The problem: Identify the line with "Phrase -- wrinkled gray skin"; copy word for word that line and every one after it, to the end of the listing. Exclude pictures.

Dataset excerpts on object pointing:
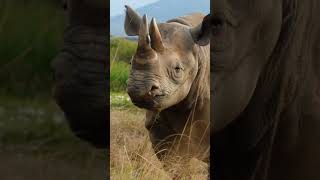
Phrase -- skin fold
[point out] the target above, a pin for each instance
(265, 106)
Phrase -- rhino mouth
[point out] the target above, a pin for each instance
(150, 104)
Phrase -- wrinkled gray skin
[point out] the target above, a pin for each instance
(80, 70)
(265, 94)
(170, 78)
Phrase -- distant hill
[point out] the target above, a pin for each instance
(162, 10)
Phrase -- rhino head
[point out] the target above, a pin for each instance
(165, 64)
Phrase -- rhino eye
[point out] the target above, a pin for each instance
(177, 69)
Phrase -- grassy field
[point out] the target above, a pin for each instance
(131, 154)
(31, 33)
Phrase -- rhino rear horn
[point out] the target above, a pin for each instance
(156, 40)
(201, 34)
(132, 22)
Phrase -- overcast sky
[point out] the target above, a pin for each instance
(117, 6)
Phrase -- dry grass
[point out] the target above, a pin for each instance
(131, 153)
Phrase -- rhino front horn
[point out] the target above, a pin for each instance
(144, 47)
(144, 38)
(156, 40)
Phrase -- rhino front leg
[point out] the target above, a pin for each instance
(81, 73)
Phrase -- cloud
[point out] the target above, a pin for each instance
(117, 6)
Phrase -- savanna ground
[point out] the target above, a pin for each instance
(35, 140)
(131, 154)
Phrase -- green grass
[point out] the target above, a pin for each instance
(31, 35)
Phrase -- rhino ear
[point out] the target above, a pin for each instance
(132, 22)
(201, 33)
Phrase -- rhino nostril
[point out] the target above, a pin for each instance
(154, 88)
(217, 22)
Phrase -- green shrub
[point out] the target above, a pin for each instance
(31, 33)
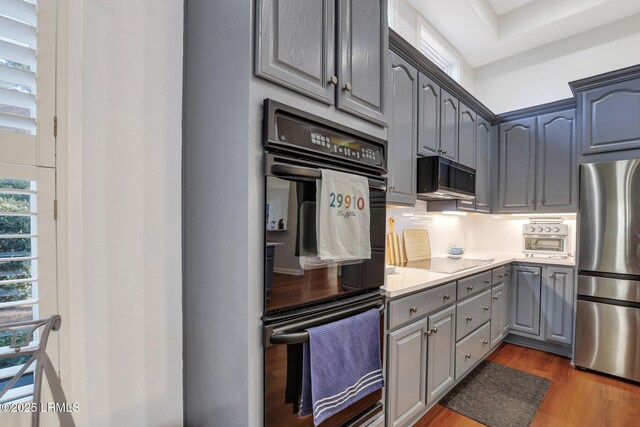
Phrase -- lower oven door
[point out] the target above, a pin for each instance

Finished answer:
Phrase -- wrinkled gray skin
[point out] the target above, a pin for each instance
(80, 70)
(265, 94)
(170, 78)
Phrase -- distant hill
[point out] the target above, a pin for each instance
(162, 10)
Phrase -- rhino head
[point out] the target above, a pin for each instance
(165, 64)
Phrase -- rhino eye
[point out] the target above, a pin for each instance
(177, 69)
Phrase -- grassy field
[point out] the target above, a pin for each instance
(131, 154)
(31, 33)
Phrase -- rhino rear horn
[point out] the target above, a pin for each instance
(156, 40)
(201, 34)
(132, 22)
Phrase -- overcast sky
[point out] the target above, a pin for each instance
(117, 6)
Phrase -- dry grass
[point out] the target above, a pin for each instance
(131, 153)
Phrase -- rhino front horn
[point out] the target above, a pin for each instance
(144, 47)
(144, 38)
(156, 40)
Phrase -- rhino front leg
[point out] the target above, a pin for each instance
(81, 73)
Phrase -- cloud
[point out] the target above, a pin for each instance
(117, 6)
Phrase -- savanna ground
[point out] the target above, a pin for each instance
(35, 140)
(131, 154)
Phrase -- green grass
[point out] the target above, a pin for each instance
(31, 35)
Phrase -- rhino ear
[point out] the target above, a pin for each instance
(132, 22)
(201, 33)
Phrase -- rhino nostril
[point out] the target above, a pin for each instance
(154, 88)
(217, 22)
Phrase -- green shrub
[point out] the target above, a pin for each instance
(31, 33)
Phrase -- lower oven door
[point out] the target above, a pin for each instance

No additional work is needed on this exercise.